What the exercise asks
Reproduce verbatim every line of the records from the line containing "# point at: boot (one per instance)" through the last line of the records, including both of those lines.

[Records pointing at named objects]
------

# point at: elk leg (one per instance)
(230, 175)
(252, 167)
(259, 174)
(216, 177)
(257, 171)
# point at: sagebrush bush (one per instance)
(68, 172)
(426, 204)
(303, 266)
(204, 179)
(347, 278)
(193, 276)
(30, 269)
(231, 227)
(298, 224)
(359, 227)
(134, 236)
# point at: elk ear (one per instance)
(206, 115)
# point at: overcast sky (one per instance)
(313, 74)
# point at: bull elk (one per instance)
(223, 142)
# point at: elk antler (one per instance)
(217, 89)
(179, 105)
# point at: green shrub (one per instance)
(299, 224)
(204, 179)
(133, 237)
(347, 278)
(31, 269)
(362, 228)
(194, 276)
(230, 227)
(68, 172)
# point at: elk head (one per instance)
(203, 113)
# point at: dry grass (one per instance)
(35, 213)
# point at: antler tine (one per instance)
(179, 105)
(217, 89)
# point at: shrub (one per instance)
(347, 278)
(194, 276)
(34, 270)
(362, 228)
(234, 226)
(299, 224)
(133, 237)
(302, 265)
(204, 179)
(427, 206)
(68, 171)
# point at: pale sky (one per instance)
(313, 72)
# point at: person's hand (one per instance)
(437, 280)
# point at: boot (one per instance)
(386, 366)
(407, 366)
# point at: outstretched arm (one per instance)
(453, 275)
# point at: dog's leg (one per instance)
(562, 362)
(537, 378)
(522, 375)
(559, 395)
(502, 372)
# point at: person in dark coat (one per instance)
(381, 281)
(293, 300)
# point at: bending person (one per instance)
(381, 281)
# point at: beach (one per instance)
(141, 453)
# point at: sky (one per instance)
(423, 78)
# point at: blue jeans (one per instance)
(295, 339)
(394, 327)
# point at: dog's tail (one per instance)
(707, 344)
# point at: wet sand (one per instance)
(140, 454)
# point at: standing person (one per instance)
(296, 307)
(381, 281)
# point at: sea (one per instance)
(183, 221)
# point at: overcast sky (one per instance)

------

Solution below
# point at: boot (one per instance)
(386, 366)
(407, 366)
# point at: outstretched arm (one per instance)
(453, 275)
# point at: dog's leg (one per instance)
(562, 362)
(537, 378)
(522, 375)
(559, 395)
(502, 372)
# point at: person in dark coat (one per instance)
(381, 281)
(293, 300)
# point at: bending person (one per instance)
(381, 281)
# point at: beach (one per instance)
(141, 453)
# point at: sky (one per instance)
(423, 78)
# point at: blue jeans (one per instance)
(295, 339)
(394, 327)
# point at: dog's tail (one per instance)
(707, 344)
# point at: wet sand (one per instance)
(140, 454)
# point at: standing person (one per instance)
(296, 307)
(381, 281)
# point at: sea (one per instance)
(183, 221)
# point at: overcast sky (one per instance)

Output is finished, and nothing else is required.